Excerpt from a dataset
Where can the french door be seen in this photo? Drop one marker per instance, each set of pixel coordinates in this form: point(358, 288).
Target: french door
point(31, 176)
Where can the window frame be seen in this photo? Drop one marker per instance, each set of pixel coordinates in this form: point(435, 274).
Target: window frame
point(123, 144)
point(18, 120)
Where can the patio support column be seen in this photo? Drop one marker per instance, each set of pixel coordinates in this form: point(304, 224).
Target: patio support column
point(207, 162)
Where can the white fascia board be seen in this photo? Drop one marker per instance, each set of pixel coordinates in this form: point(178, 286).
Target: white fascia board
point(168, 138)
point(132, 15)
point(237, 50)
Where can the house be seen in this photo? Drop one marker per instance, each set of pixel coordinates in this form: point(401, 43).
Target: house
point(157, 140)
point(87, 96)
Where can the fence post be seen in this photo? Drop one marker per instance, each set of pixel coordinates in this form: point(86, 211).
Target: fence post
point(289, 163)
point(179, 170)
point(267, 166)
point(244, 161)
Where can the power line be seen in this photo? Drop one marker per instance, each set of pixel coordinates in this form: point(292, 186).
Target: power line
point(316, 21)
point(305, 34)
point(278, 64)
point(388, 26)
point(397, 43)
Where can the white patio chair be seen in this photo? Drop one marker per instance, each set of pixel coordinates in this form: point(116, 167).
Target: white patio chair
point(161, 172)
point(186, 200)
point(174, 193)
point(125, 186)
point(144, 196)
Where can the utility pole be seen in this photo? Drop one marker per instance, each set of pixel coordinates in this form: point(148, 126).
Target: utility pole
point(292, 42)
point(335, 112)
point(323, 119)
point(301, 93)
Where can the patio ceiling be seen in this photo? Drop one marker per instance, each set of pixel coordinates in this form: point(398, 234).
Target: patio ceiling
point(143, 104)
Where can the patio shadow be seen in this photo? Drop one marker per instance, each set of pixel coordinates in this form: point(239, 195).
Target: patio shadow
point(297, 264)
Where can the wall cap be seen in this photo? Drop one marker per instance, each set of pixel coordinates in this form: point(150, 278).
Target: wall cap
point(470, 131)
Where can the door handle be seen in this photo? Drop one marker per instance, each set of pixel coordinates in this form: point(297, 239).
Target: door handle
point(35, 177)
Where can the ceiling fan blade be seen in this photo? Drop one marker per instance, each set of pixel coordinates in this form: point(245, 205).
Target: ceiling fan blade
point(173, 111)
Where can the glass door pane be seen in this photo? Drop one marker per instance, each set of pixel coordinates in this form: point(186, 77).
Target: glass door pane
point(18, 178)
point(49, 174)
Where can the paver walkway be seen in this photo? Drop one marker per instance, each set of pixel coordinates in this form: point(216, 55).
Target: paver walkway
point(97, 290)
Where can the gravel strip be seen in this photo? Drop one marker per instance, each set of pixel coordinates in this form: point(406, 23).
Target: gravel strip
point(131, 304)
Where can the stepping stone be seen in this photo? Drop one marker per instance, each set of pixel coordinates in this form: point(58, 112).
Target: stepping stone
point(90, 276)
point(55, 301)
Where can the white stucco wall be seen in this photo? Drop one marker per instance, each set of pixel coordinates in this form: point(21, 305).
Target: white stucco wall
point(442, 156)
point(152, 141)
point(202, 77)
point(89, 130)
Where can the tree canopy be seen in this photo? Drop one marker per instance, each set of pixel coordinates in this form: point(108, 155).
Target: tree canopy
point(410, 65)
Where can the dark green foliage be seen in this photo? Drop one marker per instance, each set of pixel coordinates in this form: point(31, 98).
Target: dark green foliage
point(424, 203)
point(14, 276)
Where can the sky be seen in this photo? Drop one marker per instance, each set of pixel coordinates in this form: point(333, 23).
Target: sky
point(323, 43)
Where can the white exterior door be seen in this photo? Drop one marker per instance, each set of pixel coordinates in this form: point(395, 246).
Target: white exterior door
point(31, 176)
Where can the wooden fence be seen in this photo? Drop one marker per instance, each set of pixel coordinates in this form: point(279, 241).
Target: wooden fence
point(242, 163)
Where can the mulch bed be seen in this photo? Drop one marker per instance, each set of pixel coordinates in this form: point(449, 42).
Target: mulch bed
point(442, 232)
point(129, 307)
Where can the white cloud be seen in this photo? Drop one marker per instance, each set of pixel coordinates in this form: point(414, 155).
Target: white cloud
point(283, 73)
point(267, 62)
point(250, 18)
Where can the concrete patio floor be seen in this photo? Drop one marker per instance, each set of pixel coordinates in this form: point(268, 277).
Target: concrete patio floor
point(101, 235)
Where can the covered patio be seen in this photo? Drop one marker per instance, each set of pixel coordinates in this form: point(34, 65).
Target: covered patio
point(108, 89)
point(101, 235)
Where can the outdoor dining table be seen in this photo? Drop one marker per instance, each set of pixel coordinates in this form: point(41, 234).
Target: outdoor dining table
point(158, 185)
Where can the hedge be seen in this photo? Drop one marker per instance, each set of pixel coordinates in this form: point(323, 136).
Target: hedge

Directive: Please copy the lines above word for word, from first to last.

Task result:
Where can the french door be seen in this photo? Drop one marker per instance, each set of pixel coordinates in this form: point(358, 288).
Target: french door
point(31, 176)
Where can the window frame be seen in this photo? Drop one marker per instance, each set of pixel coordinates in this form: point(435, 274).
Target: window frame
point(123, 144)
point(18, 120)
Where can the patio support column be seen in this photo? Drop one marker per instance, each set of pixel coordinates in this form: point(304, 224).
Target: patio support column
point(207, 162)
Where can the white fascia board be seen in this photo? Drop one marker per instance, each set of pixel coordinates in this form: point(178, 286).
Target: white fascia board
point(168, 138)
point(132, 15)
point(237, 50)
Where can the house be seen in this photo? Drop one marker per instance, each set of pixel coordinates in this form: point(401, 43).
Target: house
point(157, 140)
point(87, 96)
Where can the fence post be seen in this photo? Drop one marker per instance, each set of pixel coordinates in this form: point(86, 211).
Target: fence post
point(289, 163)
point(179, 170)
point(267, 166)
point(244, 161)
Where can the power line be seen in this photo? Drop one marker per instance, each set of pixel coordinates in this form: point(292, 186).
Target: power line
point(316, 21)
point(305, 34)
point(278, 64)
point(388, 26)
point(397, 43)
Where can the white patio chair be seen in this photo? Drop one marker per instance, each set of pixel coordinates in this form: point(116, 167).
Target: white patio chair
point(161, 172)
point(186, 200)
point(174, 193)
point(125, 186)
point(144, 196)
Where can the utility pole be seen in this photo? Drop one marker per instance, each set of pixel coordinates in this form: point(148, 126).
Target: utility pole
point(292, 42)
point(335, 112)
point(323, 119)
point(301, 93)
Where can the patio ceiling be seen in this photo? Drop one marker per instance, each set of pixel coordinates in this form: point(398, 234).
Target: patio ceiling
point(143, 104)
Where can the patio shadow be seen in this photo? Drop one marker per instance, each set of pixel coordinates in this form: point(239, 195).
Target: patio shadow
point(297, 264)
Where can the wall cap be seen in this photo? Drop one marker per instance, each set of pixel coordinates in this form: point(150, 278).
Target: wall cap
point(470, 131)
Where can the door handle be seen in this photo? Drop one marker per instance, each set of pixel coordinates in this form: point(297, 239).
Target: door handle
point(35, 177)
Where can the ceiling fan blade be seen in this photo? Drop one marker per instance, each set of pixel coordinates in this form: point(245, 205).
Target: ceiling fan blade
point(173, 111)
Where can the glass door pane be seen in this photo? Drop one marker per instance, each set of pixel coordinates in this form: point(186, 77).
Target: glass door pane
point(18, 178)
point(49, 174)
Where can the paver walkway be seen in this photo? Drop one marker per instance, each set of pixel coordinates in this form: point(216, 55).
Target: paver walkway
point(97, 290)
Where can the gravel strip be seen in this photo? Drop one marker per instance, each set of pixel coordinates in this form: point(406, 23).
Target: gravel strip
point(131, 304)
Where can the stepping stone be seen in this photo? Drop one marker per instance, each set of pixel coordinates in this form: point(58, 112).
Target: stepping stone
point(90, 276)
point(55, 301)
Where can the white stucco wall be seen in this photo? Drop one marker per instance, each set of pixel coordinates in this form: point(21, 305).
Target: white stucco wall
point(442, 156)
point(152, 141)
point(202, 77)
point(89, 130)
Where can the tree canopy be seen in this photo? Drop one marker per instance, each set of pixel coordinates in this form: point(108, 155).
Target: tree canopy
point(410, 65)
Where can the dark green foliage be seen in this photo? Drop one marker per instance, each set of pixel coordinates in this form: point(31, 98).
Target: dark green foliage
point(424, 203)
point(14, 276)
Where can the sky be seen in this photo? Drop one marker per instance, each set of pixel coordinates in this form: point(333, 23).
Target: sky
point(323, 43)
Where can the white exterior door be seen in this photo? Drop one marker per instance, each set of pixel coordinates in this form: point(395, 246).
Target: white exterior door
point(31, 176)
Where can the wooden fence be seen in this photo? Drop one marker per instance, each set of pixel coordinates in this form: point(279, 241).
Target: wooden fence
point(242, 163)
Where can the mulch bed be seen in this photo? Drop one marker per instance, each set of pixel coordinates in this form: point(449, 42).
Target: mulch bed
point(442, 232)
point(129, 307)
Where can the white cloud be seen in this photo? Drop one marker per instance, each set of pixel coordinates in this form: point(414, 155).
Target: white cloud
point(283, 73)
point(267, 62)
point(250, 18)
Where can the concrete patio floor be seen in this photo? Drop one marker per instance, each set of pixel coordinates in this form: point(268, 277).
Target: concrete patio floor
point(101, 235)
Where can the covered patio be seen in this photo? Drop one marker per instance, each set of pixel coordinates in this form: point(34, 65).
Target: covered patio
point(108, 89)
point(101, 235)
Where can the outdoor dining table be seen in this photo? Drop one marker per instance, each set of pixel coordinates in this form: point(41, 234).
Target: outdoor dining table
point(158, 185)
Where can the hedge be seen in this photo? Drop one marker per instance, each set of pixel coordinates in this form: point(323, 136).
Target: hedge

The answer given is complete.